(Beginning of Document text)
Perhaps a bit of explanation is in order.

In chemistry, physics, and engineering, the scientific process is fairly straightforward, because iron atoms behave pretty much the same, no matter where they come from. When it comes to doing science in medicine and in human behavior it's far more difficult for several reasons. Two important ones: human beings are different from one another, and study of disease transmission by its very nature takes time.

In the initial stages of COVID-19, there simply wasn't much data on which to base precautions and treatment. As more people got the disease, we learned more about it. Example: early on, it was not known just how, and how easily, the virus could be transmitted. Recommendations to wash groceries, especially produce, were prudent. But after a great deal of work it was found that viral transmission from handling grocery packaging was unlikely; the virus *could* live for some time on a tin can, but it wasn't very likely, and it takes a large number of transmitted viruses to actually cause the disease. The likelihood of having enough viruses transmitted from one person, to a can of beans, then to infect another person, is quite low. So current knowledge is, go ahead and wash your groceries if you like, but wearing a mask properly and keeping away from other people is far more important, because transmission by the cloud of microscopic droplets exhaled with every breath is far, far more likely to infect you than viruses which may or may not be on that can of beans.

In some ways it's remarkable that the CDC and the pharmaceutical industry has been able to come up with (possible) vaccines so quickly. Look how long we've been working on AIDS and on hemorragic diseases such as Ebola.

Good science takes time, and there are a lot of dead ends before useful answers are obtained.
(End of Document text)
• _Tasks to complete_:
A. According to the COVID-19 passage, why is doing science in medicine and human behavior harder than in chemistry, physics, and engineering? Answer in one to three sentences.
B. Reproduce word for word the part of the COVID-19 passage that opens with the words containing "Perhaps a bit" and closes with "nature takes time.".
(Beginning of Data section)
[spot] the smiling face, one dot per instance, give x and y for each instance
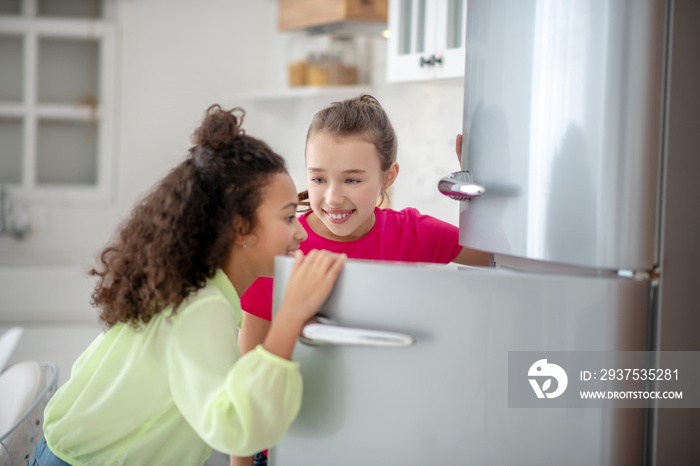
(End of Data section)
• _Expected outputs_:
A. Iron atoms behave much the same no matter where they come from, but human beings differ from one another. Studying disease transmission also takes time by its very nature.

B.
Perhaps a bit of explanation is in order.

In chemistry, physics, and engineering, the scientific process is fairly straightforward, because iron atoms behave pretty much the same, no matter where they come from. When it comes to doing science in medicine and in human behavior it's far more difficult for several reasons. Two important ones: human beings are different from one another, and study of disease transmission by its very nature takes time.